= Provided passage =

------------------------------

(ISBN-13 978-1-594-48950-1, 1-594-489501-5)
(a book review by Mark R. Leeper)

Khaled Hosseini was born in Kabul, Afghanistan, but writes English well with a simple, pure writing style. His first novel was THE KITE RUNNER, a favorite with reading clubs across the United States. That book tells a power story of two boys who are close friends growing up in Kabul. The main character in a moment of cowardice betrays his friend to save himself. It is a sin that he carries with him all his life, eating at him until he reluctantly submits to doing a dangerous and selfless mission to atone in part and to expiate his sin. The boy, like Hosseini himself, left Afghanistan to live in the United States and to write. The character's mission of self-redemption takes him back to an entirely different Kabul under the barbaric rule of the Taliban. The main character is much like Hosseini himself and the book is about the relationships of male friends and of fathers and sons. In particular it shows the destructiveness of the Taliban to males. As bad as that is, Hosseini recognizes that the plight of women under the Taliban is far worse. That situation is explored his second novel, A THOUSAND SPLENDID SUNS.

First, the bad news about A THOUSAND SPLENDID SUNS. Because this story is not autobiographical he could tell any story he wanted. He chose an apparently borrowed framework. His story is at base a retelling and amplification of Alice Walker's THE COLOR PURPLE. It is much broadened and the setting is very different, but the situation and even the plot is much the same. Each is the story of a young woman who is forced into a loveless marriage with a much older man who uses her as a slave and as a target for abuse. The situation goes on for years and just when it seems it can get no worse the husband brings another more attractive woman into the household. The two rivals conflict and fight for the number two position in the household until they realize they have more in common than they have differences. The hatred turns to a solid friendship and genuine affection as well as a shared hatred for the offensive husband. They team up against the abusive husband. That plot fits both stories. Its lack of originality is the one demerit of Hosseini's otherwise fine book. Since THE KITE RUNNER was for me a new plot, I would rate that book a little higher. But SUNS is still an engrossing and excellent read. [A small admission here. My knowledge of THE COLOR PURPLE is based on the film. I have not read the book.]

In this novel Mariam was always mistreated as a child because as an illegitimate daughter she was a family embarrassment. At fifteen she is married off to an abusive husband of forty-five, Rasheed. She lives in virtual slavery to the brutish and physically repulsive Rasheed. I do not remember one scene in which Rasheed rises above being a hissable villain. But a new indignity is coming to Mariam.

------------------------------

= What this exercise asks =
[1] In the book review, how old is Mariam when she is married off, and how old is Rasheed?
[2] From the book review, copy word for word the stretch from "In this novel" through "coming to Mariam.".

= Information given =

------------------------------

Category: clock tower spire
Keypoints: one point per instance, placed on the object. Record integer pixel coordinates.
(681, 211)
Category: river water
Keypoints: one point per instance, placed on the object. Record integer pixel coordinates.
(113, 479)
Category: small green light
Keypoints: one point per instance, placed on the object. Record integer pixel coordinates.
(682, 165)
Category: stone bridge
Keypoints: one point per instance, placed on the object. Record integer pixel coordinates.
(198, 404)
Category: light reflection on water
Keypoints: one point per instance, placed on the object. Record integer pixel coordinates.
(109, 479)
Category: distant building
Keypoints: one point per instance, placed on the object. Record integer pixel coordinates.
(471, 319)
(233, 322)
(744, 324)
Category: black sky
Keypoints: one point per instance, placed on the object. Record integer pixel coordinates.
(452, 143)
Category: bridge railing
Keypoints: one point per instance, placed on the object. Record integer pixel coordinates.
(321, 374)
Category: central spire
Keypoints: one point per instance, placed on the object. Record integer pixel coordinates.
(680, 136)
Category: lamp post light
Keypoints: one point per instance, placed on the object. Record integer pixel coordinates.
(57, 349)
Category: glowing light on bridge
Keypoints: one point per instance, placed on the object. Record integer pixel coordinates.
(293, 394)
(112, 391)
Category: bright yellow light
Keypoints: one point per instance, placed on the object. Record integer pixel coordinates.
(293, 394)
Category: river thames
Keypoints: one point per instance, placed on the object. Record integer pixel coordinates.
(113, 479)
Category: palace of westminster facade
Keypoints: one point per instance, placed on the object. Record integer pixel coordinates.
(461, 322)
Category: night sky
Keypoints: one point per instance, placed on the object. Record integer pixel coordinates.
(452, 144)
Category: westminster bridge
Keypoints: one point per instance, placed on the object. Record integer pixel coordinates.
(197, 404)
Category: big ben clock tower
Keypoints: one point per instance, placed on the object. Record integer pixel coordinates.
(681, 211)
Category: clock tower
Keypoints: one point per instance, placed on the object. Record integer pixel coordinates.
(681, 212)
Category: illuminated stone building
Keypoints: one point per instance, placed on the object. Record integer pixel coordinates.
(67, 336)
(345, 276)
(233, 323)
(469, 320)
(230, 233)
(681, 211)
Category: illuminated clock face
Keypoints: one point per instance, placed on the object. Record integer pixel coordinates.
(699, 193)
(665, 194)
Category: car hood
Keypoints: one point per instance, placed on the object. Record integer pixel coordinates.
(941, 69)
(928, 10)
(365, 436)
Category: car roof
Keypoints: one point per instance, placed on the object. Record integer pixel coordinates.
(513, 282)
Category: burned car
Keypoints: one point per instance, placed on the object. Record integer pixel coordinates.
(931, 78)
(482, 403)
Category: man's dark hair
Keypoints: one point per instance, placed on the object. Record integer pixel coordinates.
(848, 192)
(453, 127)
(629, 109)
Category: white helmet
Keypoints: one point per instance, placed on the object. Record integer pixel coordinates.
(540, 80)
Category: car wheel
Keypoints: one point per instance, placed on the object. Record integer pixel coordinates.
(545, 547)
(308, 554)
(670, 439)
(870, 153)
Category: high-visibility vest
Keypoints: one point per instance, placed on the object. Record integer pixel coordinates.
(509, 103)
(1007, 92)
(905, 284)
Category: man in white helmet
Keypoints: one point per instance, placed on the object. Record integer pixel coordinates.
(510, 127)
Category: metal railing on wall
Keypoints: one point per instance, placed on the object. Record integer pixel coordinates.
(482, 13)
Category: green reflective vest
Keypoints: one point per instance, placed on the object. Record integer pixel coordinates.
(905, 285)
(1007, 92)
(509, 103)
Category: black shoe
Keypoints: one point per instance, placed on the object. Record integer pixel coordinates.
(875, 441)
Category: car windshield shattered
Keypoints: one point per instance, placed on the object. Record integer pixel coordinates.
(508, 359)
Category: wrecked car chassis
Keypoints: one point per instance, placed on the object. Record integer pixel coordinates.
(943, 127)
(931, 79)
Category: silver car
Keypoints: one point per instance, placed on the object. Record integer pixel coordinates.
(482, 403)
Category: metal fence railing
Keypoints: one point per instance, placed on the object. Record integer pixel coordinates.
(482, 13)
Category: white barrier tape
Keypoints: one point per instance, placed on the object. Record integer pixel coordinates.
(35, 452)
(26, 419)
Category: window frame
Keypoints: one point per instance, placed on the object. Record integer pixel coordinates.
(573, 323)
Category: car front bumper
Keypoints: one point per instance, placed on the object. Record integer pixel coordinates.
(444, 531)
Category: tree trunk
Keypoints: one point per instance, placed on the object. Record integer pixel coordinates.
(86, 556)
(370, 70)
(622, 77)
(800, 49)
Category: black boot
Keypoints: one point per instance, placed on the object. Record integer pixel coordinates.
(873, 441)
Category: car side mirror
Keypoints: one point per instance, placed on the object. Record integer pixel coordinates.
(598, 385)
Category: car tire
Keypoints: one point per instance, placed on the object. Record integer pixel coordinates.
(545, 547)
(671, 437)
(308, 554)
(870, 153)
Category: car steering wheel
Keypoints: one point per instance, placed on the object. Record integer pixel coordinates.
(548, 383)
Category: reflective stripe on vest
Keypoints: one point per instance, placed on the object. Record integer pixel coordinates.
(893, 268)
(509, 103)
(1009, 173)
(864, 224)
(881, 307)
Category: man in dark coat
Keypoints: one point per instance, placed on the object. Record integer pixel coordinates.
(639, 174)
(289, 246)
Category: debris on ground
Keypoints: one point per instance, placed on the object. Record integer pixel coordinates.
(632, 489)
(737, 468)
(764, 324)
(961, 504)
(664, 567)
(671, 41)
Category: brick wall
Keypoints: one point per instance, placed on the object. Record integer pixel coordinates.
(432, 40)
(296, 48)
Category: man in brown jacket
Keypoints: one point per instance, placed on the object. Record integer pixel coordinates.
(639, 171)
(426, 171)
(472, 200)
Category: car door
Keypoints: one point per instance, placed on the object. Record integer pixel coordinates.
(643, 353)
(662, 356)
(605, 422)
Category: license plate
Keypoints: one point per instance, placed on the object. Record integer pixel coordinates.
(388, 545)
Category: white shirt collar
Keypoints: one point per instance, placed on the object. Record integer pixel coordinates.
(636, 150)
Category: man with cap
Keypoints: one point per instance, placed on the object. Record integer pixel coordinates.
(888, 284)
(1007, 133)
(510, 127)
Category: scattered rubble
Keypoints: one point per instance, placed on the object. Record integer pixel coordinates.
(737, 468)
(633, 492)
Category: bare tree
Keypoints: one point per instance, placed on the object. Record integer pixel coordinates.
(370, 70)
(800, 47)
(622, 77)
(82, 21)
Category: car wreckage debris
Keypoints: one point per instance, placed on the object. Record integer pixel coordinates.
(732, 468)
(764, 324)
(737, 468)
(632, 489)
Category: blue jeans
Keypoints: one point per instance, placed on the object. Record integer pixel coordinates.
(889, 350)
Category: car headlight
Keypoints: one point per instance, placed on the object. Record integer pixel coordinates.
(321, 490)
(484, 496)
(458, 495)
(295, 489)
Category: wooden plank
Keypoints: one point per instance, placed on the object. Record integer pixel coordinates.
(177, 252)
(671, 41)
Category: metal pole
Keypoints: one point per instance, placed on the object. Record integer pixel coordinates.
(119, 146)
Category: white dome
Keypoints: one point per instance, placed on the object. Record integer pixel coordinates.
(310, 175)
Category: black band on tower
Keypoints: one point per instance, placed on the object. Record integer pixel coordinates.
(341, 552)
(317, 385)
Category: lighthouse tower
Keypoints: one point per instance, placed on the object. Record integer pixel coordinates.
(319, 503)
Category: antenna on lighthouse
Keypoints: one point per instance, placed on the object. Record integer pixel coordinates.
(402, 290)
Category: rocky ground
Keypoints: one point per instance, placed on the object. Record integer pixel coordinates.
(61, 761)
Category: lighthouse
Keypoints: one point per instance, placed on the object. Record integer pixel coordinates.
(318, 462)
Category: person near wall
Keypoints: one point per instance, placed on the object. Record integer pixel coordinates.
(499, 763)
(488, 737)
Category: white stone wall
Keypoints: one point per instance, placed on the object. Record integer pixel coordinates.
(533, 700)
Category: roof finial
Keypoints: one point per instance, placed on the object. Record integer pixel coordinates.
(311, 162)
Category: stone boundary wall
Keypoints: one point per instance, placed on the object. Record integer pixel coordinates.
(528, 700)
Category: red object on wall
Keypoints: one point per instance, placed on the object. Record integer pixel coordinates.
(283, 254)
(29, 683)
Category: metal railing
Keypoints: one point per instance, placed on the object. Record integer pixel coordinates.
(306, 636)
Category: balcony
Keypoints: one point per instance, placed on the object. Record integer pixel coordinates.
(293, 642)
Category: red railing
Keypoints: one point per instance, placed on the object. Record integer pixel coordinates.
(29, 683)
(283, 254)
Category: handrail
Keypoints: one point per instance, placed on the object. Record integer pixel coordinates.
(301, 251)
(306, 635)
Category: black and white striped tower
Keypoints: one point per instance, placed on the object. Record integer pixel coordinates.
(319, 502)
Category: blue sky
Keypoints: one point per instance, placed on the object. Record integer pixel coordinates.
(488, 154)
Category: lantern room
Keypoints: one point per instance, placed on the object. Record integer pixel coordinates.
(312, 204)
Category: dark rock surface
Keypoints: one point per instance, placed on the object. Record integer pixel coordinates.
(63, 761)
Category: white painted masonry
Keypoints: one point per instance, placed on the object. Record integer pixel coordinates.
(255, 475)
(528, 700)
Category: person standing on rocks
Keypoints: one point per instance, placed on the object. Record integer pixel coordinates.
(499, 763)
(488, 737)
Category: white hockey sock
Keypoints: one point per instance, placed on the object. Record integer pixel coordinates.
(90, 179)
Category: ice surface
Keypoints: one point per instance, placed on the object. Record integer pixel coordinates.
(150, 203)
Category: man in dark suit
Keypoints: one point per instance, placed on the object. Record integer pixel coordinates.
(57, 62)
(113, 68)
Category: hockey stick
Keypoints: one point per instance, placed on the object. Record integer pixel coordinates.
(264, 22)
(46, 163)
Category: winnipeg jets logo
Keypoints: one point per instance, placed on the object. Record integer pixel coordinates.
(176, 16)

------------------------------

= Answers to the exercises =
[1] Mariam is fifteen, and Rasheed is forty-five.

[2]
In this novel Mariam was always mistreated as a child because as an illegitimate daughter she was a family embarrassment. At fifteen she is married off to an abusive husband of forty-five, Rasheed. She lives in virtual slavery to the brutish and physically repulsive Rasheed. I do not remember one scene in which Rasheed rises above being a hissable villain. But a new indignity is coming to Mariam.